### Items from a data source
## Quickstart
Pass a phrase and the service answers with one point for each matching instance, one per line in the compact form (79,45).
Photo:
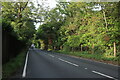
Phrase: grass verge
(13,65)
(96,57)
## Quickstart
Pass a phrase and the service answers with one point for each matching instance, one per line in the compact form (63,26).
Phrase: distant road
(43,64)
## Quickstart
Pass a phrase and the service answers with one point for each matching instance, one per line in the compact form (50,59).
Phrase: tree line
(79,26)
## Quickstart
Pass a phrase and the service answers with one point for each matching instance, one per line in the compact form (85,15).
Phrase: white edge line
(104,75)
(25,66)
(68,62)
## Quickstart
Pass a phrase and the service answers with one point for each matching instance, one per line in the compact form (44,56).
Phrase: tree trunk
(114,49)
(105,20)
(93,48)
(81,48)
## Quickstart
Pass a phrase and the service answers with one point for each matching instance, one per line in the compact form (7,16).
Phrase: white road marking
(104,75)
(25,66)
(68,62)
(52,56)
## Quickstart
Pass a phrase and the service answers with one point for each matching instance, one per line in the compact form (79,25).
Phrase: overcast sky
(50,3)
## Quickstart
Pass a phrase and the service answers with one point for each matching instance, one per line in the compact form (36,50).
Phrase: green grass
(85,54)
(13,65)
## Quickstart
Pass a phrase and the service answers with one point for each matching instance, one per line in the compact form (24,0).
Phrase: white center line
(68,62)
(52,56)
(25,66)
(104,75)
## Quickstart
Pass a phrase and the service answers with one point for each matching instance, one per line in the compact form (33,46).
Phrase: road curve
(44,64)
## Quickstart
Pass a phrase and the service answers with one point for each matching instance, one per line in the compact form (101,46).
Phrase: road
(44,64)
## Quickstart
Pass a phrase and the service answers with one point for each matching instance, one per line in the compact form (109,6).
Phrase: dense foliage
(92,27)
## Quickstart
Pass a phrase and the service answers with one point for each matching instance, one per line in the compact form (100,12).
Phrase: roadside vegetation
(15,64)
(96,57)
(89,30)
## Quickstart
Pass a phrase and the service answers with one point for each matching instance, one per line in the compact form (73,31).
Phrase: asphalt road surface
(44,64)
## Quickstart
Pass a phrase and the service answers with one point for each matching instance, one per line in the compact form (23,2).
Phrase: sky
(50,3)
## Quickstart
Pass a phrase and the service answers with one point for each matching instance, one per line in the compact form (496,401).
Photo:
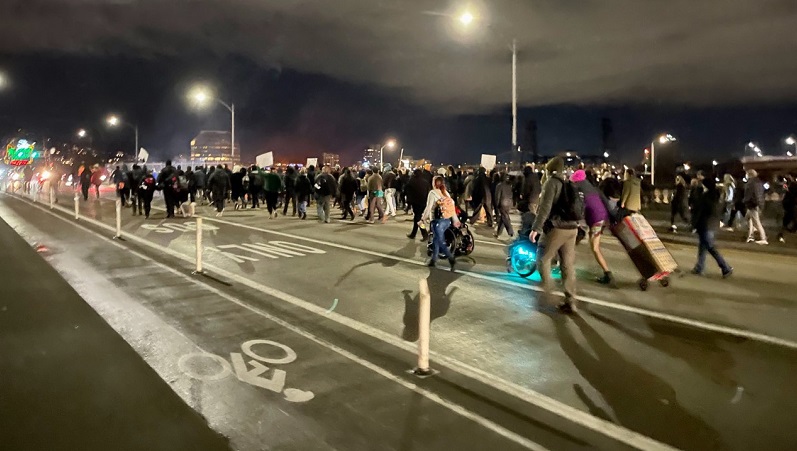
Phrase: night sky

### WORK ORDER
Write out the data above in full and exactly, but without the pictures.

### ANSWER TO THE EXERCISE
## Quickstart
Pass a phrase and the service answers with one point for each matching instance, one per line in the compact form (79,45).
Photo:
Phrase: grass verge
(13,65)
(96,57)
## Quickstart
Pass a phrase and the service answers with one point for each matching instance, one per line in the compact form (63,26).
Phrase: distant road
(43,64)
## Quickstart
Pass a phrase and the service answers with one point for each matching instance, one per line in the compact form (50,59).
Phrase: tree line
(79,26)
## Quickstart
Pass a phrase and the service answers with one point for each matching instance, one per line in the compact form (85,15).
Phrase: white edge line
(104,75)
(25,66)
(68,62)
## Quickstart
Pass a phrase and the service answers with one point for each matching instance, one per line in the compact form (44,56).
Phrase: tree trunk
(114,49)
(105,20)
(93,48)
(81,48)
## Quickstart
Pass a phrase and the service answers with one point for each matching instance, one per line in the compact form (7,16).
Phrase: white road marking
(104,75)
(25,66)
(68,62)
(52,56)
## Quickstart
Pass a phrase and the service answers with one point for each matching instance, one per line in the compact form (79,25).
Phrase: overcast sky
(50,3)
## Quickstart
Pass a phrase and the service answers with one point for each matching instance, one per line in the compact form (36,50).
Phrase: green grass
(85,54)
(13,65)
## Quickstart
Pass a phrase and the service answers with one point for each matching instance, one per line in the compact form (24,0).
Phrase: white center line
(68,62)
(52,56)
(25,66)
(104,75)
## Quickstart
Pass a phrase and the service answers with one point for each matching instance, one per line in the compact form (33,46).
Phrase: road curve
(44,64)
## Quickstart
Pass a phrase and the service answers with one point for each matching instance, one per line in the compact form (101,46).
Phrase: road
(44,64)
## Quickstart
Pass a phrase and the service answers with one point for each matching instance, one per line in the compact form (109,6).
Phrase: dense foliage
(92,27)
## Quickstart
Pass a phrase and the service answers with one point for each matching instance, one per line in the compact form (100,12).
Phrase: roadside vegetation
(15,64)
(96,57)
(89,30)
## Quickstart
Pass a phrase and the service answers with one point for each matching instance, one per line in the compact form (73,31).
Phrase: asphalt road surface
(44,64)
## Quickstart
Pass a phrase and the service answers with one point for each matching instance, one per line in the compact form (23,2).
Phrase: sky
(50,3)
## Quickstart
Pass a phrase and the service answers with one point for each matching instance, one per line in the compact form (496,401).
Photo:
Phrase: night sky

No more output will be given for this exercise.